### Document extract
=== Section Start ===

On feature selection for supervised learning problems involving high-dimensional analytical information

Abstract

Several computational methods were applied to feature selection for supervised learning problems that can be encountered in the field of analytical chemistry. Namely, Genetic Algorithm (GA), Firefly Algorithm (FA), Particle Swarm Optimization (PSO), Least Absolute Shrinkage and Selection Operator (LASSO), Least Angle Regression Algorithm (LARS), interval Partial Least Squares (iPLS), sparse PLS (sPLS), and Uninformative Variable Elimination-PLS (UVE-PLS). Methods were compared in two case studies which cover both supervised learning cases; (i) regression: multivariate calibration of soil carbonate content using Fourier transform mid-infrared (FT-MIR) spectral information, and (ii) classification: diagnosis of prostate cancer patients using gene expression information. Beside quantitative performance measures: error and accuracy often used in feature selection studies, a qualitative measure, the selection index (SI), was introduced to evaluate the methods in terms of quality of selected features. Robustness was evaluated introducing artificially generated noise variables to both datasets. Results of the first case study have shown that in order of decreasing predictive ability and robustness: GA > FA ≈ PSO > LASSO > LARS (errors of 1.775, 4.504, 4.055 mg g⁻¹, 10.085, and 10.510 mg g⁻¹) are recommended for application in regression involving spectral information. In the second case study, the following trend: GA > PSO > FA ≈ LASSO > LARS (accuracies of 100, 95.12 and 90.24%) has been observed. Strong robustness has been observed in the regression case with no decrease in SI for GA, and SI decreasing from 28.85 to 10.26, and 36.11 to 21.05%, for FA and PSO, respectively. In the classification case, only LARS exhibited a considerable decrease in accuracy upon introduction of noise features. Major sources of errors were identified and mostly originated from the analytical methods themselves, which confirmed strong applicability of the evaluated feature selection methods.

=== Section End ===

### Information provided
=== Section Start ===

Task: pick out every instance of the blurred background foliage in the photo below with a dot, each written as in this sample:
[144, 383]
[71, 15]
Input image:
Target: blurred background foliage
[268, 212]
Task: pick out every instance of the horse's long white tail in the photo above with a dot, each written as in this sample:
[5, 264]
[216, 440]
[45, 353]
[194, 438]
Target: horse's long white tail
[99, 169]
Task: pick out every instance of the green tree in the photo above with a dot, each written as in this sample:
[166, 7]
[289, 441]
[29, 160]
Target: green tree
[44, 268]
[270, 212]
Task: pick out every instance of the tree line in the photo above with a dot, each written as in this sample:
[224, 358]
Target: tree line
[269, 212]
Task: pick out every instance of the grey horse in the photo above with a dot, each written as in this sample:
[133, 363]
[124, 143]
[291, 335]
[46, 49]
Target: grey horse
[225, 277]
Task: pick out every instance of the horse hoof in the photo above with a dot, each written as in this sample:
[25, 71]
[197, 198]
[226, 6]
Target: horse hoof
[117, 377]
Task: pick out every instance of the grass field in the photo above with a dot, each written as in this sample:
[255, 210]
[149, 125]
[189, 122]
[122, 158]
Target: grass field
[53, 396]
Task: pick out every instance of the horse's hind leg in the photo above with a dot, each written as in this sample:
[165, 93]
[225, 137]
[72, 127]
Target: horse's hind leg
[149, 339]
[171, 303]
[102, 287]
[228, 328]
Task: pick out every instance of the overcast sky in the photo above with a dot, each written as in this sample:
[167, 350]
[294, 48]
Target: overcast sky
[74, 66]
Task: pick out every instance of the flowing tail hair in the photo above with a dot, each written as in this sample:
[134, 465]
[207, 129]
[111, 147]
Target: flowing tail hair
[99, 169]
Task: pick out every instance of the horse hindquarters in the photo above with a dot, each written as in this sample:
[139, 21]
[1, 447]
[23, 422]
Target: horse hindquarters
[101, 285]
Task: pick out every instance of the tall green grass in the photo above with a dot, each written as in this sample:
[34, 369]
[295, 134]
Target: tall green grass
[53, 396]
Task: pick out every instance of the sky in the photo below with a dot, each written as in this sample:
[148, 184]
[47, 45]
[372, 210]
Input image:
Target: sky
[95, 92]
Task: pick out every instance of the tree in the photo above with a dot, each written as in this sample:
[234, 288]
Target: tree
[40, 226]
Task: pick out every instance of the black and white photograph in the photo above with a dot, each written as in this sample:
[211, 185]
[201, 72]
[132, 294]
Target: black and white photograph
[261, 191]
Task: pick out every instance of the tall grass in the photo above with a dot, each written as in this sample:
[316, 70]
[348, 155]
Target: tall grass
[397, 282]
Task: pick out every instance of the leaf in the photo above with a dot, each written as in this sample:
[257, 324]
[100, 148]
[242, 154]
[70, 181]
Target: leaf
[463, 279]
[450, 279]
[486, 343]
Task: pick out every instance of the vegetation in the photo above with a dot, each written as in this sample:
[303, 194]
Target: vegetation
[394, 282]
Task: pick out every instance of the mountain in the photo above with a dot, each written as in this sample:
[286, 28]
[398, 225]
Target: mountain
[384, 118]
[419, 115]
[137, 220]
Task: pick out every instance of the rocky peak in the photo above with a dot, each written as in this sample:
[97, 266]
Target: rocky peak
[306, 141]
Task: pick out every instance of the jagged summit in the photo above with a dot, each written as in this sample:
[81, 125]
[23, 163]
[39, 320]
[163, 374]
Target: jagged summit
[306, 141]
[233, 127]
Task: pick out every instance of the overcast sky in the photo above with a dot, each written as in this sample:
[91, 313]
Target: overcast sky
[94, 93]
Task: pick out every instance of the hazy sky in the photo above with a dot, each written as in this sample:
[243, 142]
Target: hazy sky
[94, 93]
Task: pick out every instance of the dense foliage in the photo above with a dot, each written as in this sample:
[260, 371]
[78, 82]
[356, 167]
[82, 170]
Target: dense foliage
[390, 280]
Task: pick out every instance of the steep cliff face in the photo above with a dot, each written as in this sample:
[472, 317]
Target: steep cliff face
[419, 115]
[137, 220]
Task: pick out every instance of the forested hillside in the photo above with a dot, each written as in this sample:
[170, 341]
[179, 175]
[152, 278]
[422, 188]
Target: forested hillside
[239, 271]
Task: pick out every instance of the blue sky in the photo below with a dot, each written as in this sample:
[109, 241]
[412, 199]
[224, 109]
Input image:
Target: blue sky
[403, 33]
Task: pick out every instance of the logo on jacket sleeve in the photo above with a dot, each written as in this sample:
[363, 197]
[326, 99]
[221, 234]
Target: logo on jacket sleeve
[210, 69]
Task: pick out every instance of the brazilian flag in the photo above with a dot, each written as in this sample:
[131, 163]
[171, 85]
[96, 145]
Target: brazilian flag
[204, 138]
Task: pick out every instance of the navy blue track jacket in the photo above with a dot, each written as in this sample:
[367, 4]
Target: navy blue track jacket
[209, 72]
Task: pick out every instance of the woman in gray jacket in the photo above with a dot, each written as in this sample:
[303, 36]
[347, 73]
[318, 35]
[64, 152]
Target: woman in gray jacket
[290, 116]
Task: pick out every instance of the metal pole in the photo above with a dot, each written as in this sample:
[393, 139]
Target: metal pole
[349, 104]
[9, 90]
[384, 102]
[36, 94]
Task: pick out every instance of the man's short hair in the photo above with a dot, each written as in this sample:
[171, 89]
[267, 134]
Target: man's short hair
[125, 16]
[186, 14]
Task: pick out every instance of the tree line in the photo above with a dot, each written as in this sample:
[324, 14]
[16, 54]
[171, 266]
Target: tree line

=== Section End ===

### Questions to answer
- 1) Answer these questions about the abstract:
(a) What does the regression case study cover?
(b) What qualitative measure was introduced to judge the quality of the selected features?
(c) In the classification case, which method showed a considerable decrease in accuracy when noise features were added?
- 2) Summarize the abstract in two sentences.
The listing is not required for either task.

### Solutions
- 1)
(a) Multivariate calibration of soil carbonate content using Fourier transform mid-infrared (FT-MIR) spectral information.
(b) The selection index (SI).
(c) LARS (Least Angle Regression Algorithm).

- 2) Eight feature selection methods, among them GA, FA, PSO, LASSO and LARS, were compared in a regression case study on soil carbonate content from FT-MIR spectra and a classification case study on prostate cancer diagnosis from gene expression. The methods were judged by error, accuracy, a newly introduced selection index and robustness to artificially added noise variables, and GA ranked first in both cases, while the major sources of error came mostly from the analytical methods themselves.